* _Input rows_
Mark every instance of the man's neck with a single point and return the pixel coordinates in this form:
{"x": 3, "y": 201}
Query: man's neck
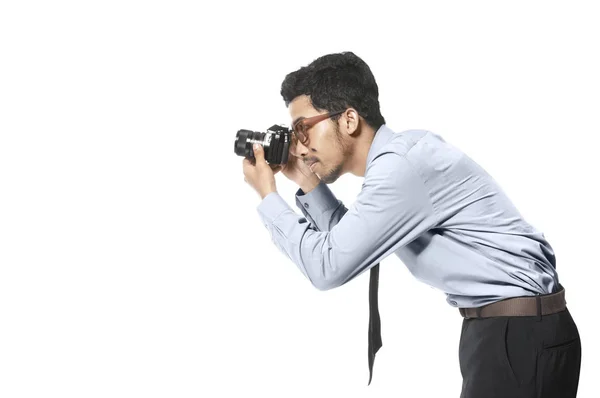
{"x": 357, "y": 162}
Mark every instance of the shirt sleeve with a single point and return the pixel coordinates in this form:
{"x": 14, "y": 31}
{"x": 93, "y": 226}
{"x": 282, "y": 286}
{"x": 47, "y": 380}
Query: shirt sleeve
{"x": 392, "y": 209}
{"x": 320, "y": 207}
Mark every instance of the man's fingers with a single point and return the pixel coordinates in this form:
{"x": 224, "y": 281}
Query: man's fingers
{"x": 259, "y": 152}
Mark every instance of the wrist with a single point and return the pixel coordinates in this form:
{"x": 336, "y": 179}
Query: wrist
{"x": 310, "y": 184}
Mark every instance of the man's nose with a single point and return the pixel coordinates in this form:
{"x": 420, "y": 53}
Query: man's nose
{"x": 299, "y": 150}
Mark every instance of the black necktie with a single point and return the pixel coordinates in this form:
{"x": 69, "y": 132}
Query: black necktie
{"x": 374, "y": 320}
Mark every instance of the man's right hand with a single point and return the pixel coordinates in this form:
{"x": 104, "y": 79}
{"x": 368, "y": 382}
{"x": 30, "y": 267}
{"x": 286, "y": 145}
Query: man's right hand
{"x": 296, "y": 170}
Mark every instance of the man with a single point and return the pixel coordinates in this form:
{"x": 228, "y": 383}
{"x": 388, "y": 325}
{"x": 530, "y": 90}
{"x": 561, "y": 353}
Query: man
{"x": 435, "y": 208}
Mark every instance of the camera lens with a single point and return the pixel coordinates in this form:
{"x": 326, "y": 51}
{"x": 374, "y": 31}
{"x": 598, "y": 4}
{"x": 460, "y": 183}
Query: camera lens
{"x": 244, "y": 141}
{"x": 276, "y": 143}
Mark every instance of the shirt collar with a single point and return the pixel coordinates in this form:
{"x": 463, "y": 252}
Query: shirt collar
{"x": 382, "y": 137}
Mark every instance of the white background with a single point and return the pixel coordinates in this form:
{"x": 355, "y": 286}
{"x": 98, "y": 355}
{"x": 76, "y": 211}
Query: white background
{"x": 133, "y": 262}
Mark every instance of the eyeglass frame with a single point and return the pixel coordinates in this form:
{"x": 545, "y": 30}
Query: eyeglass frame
{"x": 309, "y": 122}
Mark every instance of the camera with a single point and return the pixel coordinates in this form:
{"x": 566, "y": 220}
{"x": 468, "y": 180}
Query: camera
{"x": 275, "y": 141}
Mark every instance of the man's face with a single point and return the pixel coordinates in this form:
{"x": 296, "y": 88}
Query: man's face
{"x": 326, "y": 144}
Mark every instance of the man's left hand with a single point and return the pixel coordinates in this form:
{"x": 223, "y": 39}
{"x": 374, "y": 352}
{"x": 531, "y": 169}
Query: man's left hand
{"x": 260, "y": 175}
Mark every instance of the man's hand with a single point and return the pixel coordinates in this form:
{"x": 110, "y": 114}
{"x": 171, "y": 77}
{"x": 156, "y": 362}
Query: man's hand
{"x": 296, "y": 170}
{"x": 260, "y": 174}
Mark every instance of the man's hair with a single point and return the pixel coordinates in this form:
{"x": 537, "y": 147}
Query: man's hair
{"x": 335, "y": 82}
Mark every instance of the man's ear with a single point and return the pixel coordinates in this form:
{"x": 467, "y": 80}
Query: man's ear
{"x": 351, "y": 120}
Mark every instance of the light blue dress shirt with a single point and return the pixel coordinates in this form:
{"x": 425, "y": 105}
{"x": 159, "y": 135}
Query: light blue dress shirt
{"x": 431, "y": 205}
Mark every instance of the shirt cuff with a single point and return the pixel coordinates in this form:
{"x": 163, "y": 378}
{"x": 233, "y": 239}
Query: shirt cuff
{"x": 272, "y": 206}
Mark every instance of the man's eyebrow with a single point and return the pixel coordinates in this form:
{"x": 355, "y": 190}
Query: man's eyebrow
{"x": 298, "y": 119}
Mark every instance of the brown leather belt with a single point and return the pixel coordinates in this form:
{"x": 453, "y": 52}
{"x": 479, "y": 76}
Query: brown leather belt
{"x": 520, "y": 306}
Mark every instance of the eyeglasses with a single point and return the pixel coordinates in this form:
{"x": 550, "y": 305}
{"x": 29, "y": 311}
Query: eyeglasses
{"x": 301, "y": 127}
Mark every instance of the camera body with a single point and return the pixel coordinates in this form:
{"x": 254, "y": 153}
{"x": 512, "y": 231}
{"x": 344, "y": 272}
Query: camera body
{"x": 275, "y": 141}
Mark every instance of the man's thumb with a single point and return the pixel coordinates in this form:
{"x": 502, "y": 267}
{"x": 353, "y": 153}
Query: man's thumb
{"x": 258, "y": 152}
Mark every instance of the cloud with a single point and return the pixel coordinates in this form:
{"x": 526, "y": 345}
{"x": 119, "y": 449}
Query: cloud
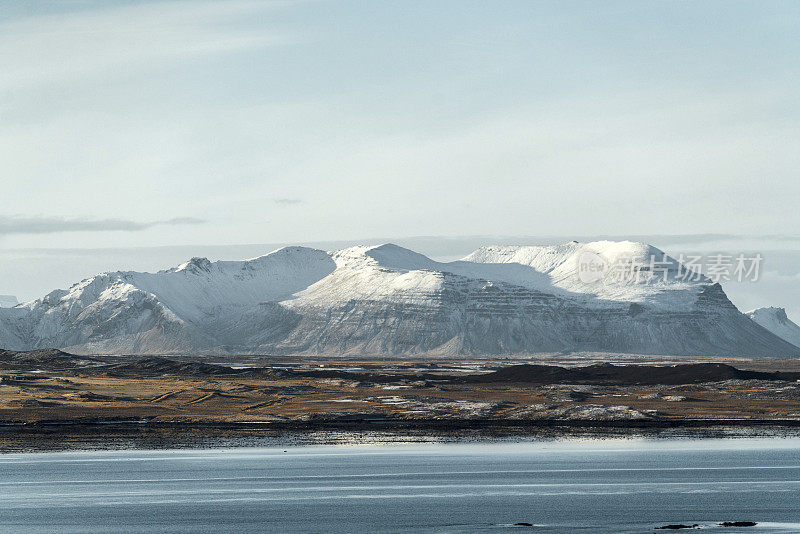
{"x": 97, "y": 42}
{"x": 288, "y": 201}
{"x": 52, "y": 225}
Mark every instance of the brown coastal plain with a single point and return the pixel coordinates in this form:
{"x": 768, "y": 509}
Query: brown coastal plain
{"x": 49, "y": 397}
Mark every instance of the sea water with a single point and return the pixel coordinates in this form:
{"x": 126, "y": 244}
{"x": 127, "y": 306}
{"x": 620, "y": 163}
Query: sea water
{"x": 555, "y": 486}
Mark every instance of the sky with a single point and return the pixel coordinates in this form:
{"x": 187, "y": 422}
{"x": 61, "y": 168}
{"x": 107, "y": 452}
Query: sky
{"x": 138, "y": 125}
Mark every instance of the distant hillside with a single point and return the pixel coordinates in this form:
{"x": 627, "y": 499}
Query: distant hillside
{"x": 387, "y": 300}
{"x": 776, "y": 321}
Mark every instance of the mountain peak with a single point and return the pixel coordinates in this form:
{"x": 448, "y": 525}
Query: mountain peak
{"x": 195, "y": 265}
{"x": 388, "y": 300}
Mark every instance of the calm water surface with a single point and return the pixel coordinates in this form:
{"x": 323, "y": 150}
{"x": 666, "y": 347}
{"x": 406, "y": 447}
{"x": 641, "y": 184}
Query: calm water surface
{"x": 565, "y": 486}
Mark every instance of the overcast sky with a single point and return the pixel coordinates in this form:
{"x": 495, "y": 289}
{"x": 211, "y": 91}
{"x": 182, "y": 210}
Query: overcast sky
{"x": 166, "y": 129}
{"x": 226, "y": 122}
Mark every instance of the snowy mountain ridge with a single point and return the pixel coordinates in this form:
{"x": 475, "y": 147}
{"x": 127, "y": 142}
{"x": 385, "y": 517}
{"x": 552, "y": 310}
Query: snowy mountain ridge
{"x": 385, "y": 299}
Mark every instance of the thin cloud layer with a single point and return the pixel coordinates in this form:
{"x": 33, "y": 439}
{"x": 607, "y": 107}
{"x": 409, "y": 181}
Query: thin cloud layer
{"x": 52, "y": 225}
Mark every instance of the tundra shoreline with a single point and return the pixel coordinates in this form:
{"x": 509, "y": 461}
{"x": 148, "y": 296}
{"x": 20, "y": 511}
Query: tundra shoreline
{"x": 53, "y": 436}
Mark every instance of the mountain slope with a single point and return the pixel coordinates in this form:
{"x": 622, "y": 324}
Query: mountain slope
{"x": 389, "y": 300}
{"x": 776, "y": 321}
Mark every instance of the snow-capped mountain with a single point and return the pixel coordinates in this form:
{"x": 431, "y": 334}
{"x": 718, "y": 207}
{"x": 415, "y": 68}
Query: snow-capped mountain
{"x": 776, "y": 321}
{"x": 390, "y": 300}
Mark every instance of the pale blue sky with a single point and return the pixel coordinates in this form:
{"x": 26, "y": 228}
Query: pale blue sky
{"x": 322, "y": 120}
{"x": 198, "y": 125}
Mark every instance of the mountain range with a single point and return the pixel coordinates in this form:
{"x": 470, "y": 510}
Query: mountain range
{"x": 388, "y": 300}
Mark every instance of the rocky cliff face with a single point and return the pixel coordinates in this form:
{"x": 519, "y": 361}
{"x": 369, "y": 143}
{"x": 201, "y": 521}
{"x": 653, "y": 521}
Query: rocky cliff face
{"x": 389, "y": 300}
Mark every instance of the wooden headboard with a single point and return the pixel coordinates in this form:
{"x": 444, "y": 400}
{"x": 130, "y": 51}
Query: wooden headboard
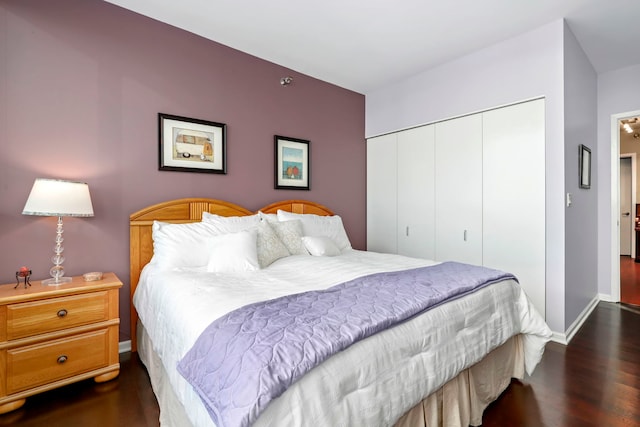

* _To be done_
Make an exact copy of the lines above, starting at the line that contains "Mark every instance of the mountain slope" and running through the final line of the entries. Omit the pictures.

* _Solution to this exercise_
Mark every instance of the mountain slope with a single point and return the pixel coordinates in this form:
{"x": 622, "y": 324}
Query: mountain slope
{"x": 389, "y": 300}
{"x": 776, "y": 321}
Mark every instance of the snow-capped mountain with a single point and return the pixel coordinates in this form:
{"x": 431, "y": 334}
{"x": 718, "y": 207}
{"x": 415, "y": 68}
Query: snow-capped mountain
{"x": 776, "y": 321}
{"x": 390, "y": 300}
Mark every instance of the pale blue sky with a single point and return the pixel coordinates in this form:
{"x": 26, "y": 228}
Query: pale blue sky
{"x": 322, "y": 120}
{"x": 198, "y": 125}
Mark every instance of the mountain range with a single point and return the pixel coordinates in this form:
{"x": 470, "y": 510}
Query: mountain range
{"x": 388, "y": 300}
Mark every instance of the rocky cliff face with a single point and return the pixel coordinates in this form:
{"x": 519, "y": 361}
{"x": 369, "y": 143}
{"x": 201, "y": 521}
{"x": 653, "y": 521}
Query: rocky cliff face
{"x": 389, "y": 300}
Mark every instance of the wooden headboard with a single point and return the pixel coordinates in this form:
{"x": 444, "y": 400}
{"x": 130, "y": 51}
Query: wooden headboard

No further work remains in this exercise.